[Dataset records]
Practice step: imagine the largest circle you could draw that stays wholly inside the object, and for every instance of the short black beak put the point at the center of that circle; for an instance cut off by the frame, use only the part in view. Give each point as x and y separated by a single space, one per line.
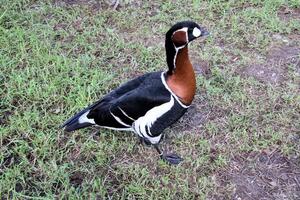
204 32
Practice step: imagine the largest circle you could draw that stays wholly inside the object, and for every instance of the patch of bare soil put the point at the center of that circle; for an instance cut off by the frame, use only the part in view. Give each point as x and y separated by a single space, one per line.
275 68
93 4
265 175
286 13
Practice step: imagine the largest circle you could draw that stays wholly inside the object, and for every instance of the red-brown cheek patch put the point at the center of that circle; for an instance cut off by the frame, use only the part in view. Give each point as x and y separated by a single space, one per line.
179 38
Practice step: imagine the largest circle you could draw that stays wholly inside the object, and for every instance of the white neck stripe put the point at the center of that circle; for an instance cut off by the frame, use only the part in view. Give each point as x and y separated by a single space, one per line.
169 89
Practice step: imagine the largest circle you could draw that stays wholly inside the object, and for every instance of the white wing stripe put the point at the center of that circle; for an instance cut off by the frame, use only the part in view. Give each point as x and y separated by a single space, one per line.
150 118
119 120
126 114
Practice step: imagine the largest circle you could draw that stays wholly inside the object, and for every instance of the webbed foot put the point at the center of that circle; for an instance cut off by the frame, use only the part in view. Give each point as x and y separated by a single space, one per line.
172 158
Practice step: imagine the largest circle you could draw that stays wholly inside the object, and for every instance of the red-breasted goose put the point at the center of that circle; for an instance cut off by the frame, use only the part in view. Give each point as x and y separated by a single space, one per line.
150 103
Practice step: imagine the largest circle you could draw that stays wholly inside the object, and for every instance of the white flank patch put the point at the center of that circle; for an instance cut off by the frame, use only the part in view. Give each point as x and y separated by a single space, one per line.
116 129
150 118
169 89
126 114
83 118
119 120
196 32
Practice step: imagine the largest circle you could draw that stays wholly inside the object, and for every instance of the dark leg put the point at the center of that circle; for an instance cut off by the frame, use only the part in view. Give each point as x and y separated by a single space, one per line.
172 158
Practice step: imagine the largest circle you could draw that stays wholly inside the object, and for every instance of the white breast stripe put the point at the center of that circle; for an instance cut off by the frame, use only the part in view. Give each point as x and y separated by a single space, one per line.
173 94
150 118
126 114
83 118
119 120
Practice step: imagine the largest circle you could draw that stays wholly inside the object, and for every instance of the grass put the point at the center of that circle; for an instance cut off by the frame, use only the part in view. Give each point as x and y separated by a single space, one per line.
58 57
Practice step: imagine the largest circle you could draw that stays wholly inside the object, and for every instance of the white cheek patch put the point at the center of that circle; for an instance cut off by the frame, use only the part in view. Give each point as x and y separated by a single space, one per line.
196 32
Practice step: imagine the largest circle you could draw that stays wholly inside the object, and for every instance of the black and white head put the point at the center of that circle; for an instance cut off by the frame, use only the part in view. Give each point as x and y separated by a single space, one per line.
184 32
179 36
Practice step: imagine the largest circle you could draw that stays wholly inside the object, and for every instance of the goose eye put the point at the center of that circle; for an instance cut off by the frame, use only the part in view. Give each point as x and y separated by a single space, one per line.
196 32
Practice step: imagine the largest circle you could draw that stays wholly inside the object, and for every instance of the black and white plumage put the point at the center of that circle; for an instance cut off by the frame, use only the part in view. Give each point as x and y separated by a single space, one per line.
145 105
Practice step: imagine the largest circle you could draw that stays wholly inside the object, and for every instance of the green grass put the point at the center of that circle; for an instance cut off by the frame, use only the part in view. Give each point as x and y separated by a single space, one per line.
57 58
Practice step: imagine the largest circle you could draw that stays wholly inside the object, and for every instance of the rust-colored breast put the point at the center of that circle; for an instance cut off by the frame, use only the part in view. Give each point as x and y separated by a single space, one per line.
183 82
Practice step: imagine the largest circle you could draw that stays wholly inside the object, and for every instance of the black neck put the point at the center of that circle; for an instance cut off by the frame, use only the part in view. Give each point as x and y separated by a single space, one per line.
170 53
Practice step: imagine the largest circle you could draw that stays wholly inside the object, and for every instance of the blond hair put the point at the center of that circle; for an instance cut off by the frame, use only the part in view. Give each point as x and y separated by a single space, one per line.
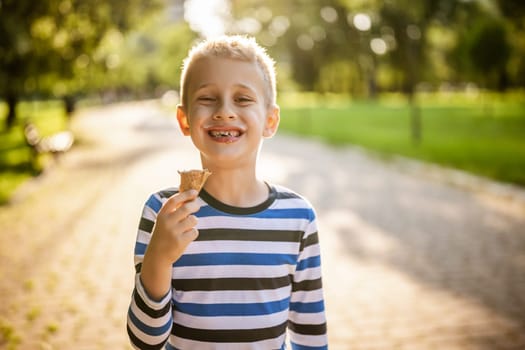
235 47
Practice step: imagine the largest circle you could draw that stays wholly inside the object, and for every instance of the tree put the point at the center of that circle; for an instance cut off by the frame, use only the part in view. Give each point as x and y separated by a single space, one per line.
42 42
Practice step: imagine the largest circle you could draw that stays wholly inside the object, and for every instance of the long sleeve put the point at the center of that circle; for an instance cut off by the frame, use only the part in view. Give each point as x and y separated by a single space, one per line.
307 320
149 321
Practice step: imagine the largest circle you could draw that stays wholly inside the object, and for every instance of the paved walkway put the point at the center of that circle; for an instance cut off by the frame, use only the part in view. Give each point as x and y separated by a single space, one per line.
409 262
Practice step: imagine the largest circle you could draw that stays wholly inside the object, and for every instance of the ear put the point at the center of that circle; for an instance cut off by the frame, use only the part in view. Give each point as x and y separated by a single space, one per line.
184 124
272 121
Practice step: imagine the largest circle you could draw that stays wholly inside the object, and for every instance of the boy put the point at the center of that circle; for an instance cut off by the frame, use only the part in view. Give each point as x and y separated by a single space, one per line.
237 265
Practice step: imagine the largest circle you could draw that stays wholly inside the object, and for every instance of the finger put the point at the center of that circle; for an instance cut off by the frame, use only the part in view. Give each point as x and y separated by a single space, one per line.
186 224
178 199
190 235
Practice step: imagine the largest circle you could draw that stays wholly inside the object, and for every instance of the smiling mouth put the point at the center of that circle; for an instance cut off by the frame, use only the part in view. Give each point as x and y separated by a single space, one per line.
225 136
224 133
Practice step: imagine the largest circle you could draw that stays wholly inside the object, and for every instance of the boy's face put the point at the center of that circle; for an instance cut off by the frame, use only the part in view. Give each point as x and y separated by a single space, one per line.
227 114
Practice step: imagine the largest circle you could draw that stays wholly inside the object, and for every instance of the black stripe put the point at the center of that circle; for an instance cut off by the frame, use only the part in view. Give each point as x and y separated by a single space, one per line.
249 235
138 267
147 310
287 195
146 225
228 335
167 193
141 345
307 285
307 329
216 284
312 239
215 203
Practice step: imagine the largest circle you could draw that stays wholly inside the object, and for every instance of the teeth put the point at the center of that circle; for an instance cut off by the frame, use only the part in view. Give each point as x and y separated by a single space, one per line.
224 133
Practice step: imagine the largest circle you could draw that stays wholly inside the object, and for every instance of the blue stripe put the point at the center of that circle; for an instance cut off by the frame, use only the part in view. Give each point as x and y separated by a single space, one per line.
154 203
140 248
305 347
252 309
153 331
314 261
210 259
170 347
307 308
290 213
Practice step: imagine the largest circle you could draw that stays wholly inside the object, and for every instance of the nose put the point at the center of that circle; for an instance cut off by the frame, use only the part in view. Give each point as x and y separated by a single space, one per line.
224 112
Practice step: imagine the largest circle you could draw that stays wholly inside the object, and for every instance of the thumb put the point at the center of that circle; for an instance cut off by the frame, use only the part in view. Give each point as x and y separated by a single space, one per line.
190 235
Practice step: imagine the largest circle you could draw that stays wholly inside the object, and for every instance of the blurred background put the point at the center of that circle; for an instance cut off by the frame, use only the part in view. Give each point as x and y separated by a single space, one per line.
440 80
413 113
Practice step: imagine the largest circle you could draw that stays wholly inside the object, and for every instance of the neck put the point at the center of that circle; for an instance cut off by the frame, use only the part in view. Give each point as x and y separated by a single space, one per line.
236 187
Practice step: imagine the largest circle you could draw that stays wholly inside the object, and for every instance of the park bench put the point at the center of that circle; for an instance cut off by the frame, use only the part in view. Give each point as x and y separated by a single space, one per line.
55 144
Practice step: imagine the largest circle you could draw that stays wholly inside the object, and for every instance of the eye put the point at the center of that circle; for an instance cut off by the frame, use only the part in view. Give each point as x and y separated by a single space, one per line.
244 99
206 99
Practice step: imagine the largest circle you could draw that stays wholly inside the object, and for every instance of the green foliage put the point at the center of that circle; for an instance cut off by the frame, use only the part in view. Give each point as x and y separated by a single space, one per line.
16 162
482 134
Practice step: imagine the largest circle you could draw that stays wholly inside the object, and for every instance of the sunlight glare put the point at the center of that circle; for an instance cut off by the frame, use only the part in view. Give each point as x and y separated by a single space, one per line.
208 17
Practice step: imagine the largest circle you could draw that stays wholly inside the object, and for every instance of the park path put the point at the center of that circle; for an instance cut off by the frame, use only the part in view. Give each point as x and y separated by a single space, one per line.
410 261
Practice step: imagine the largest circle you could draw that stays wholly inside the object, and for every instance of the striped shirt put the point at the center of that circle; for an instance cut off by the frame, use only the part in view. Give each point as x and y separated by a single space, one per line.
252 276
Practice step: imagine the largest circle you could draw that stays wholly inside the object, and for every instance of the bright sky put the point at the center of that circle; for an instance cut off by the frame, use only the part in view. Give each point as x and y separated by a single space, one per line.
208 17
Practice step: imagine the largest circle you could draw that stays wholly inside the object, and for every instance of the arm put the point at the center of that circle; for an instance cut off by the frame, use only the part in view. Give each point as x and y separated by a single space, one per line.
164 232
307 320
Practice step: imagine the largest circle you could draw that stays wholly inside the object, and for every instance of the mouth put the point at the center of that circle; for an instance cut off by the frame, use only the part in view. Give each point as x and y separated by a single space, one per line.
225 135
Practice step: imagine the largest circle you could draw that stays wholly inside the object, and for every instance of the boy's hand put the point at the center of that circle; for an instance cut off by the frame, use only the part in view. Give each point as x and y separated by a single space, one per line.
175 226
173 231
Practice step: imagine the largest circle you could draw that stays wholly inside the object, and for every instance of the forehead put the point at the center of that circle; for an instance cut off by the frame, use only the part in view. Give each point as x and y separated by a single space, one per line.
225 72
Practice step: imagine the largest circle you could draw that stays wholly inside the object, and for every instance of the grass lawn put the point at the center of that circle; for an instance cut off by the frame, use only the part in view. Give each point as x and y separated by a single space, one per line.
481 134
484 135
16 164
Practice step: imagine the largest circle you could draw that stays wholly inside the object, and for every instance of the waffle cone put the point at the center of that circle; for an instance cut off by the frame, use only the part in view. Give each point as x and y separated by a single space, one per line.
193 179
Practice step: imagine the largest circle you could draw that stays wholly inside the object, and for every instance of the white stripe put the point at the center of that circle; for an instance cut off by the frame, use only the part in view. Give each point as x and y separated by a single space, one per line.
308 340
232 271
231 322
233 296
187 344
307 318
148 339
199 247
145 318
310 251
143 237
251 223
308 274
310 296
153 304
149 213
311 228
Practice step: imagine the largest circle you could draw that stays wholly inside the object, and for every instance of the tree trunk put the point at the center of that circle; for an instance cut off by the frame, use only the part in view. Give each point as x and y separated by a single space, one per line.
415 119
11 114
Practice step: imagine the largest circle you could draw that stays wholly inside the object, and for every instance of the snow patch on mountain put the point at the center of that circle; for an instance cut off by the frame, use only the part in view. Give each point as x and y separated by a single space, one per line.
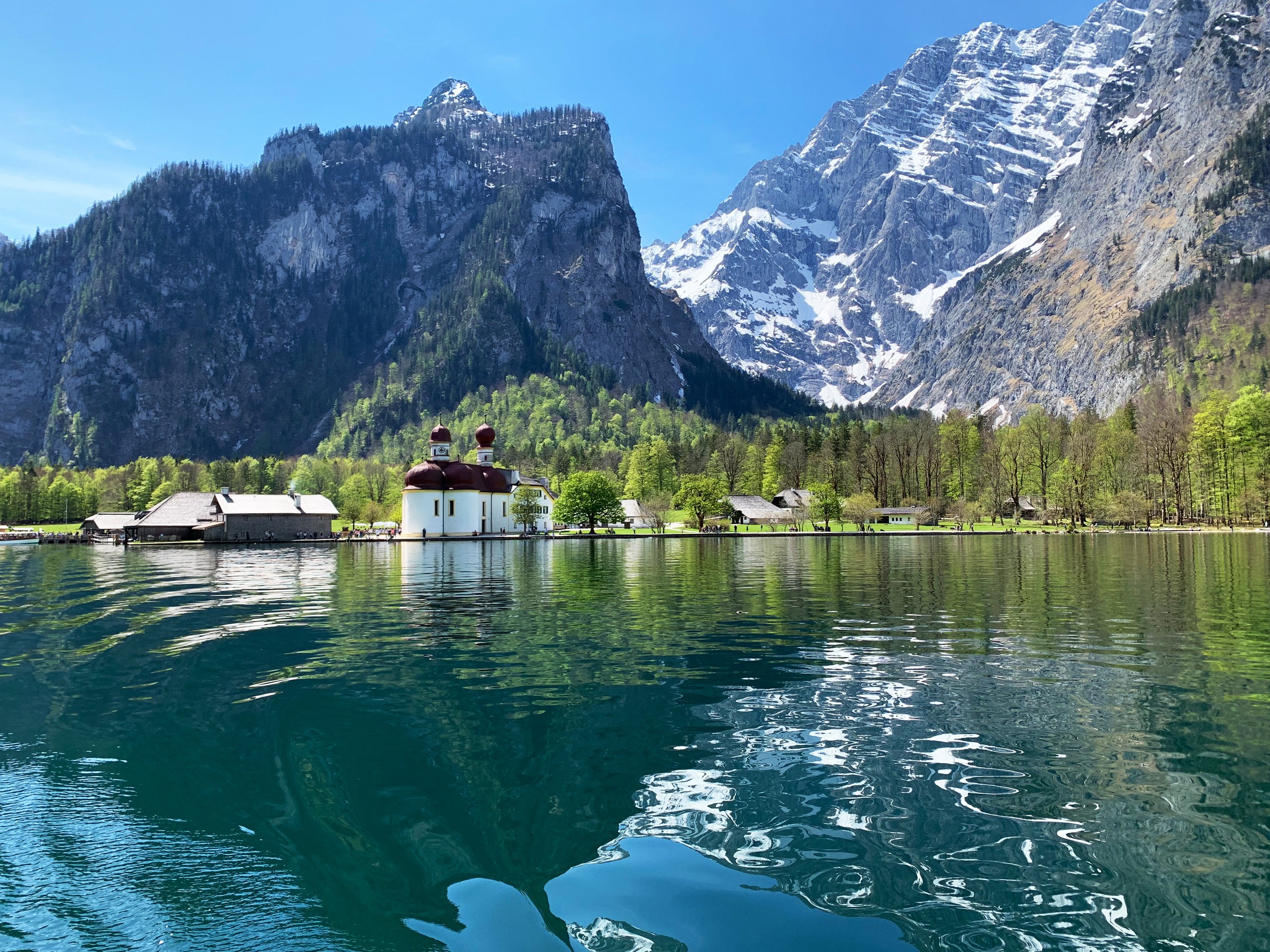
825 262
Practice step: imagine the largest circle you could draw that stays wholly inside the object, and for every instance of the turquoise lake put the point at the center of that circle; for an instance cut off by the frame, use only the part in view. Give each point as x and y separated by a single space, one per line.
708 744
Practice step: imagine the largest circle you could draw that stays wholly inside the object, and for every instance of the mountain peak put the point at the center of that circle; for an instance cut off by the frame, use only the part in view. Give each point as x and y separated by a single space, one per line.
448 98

- [Assignment]
From the line containing "of the turquoise" to the final line of the data, repeat each line exactly. Include both ends.

- [Reply to the task]
Practice step: imagine the largest circle you could draw that stays wholly inside the object, and for every instance of the turquoise lake put the point at the center of that circle; for an instance cut off by the frame, use only the part in view. Give each point as x and y separated by a single space, one per line.
708 744
Practice step: imagine the largest circle you could draw that stays wholly inside the object, and for every instance of the mountain peak put the point at the center of that circle; for an instance cut off by the frame, use only the part in view. Give each point as x and y separated by a single space, one per line.
448 98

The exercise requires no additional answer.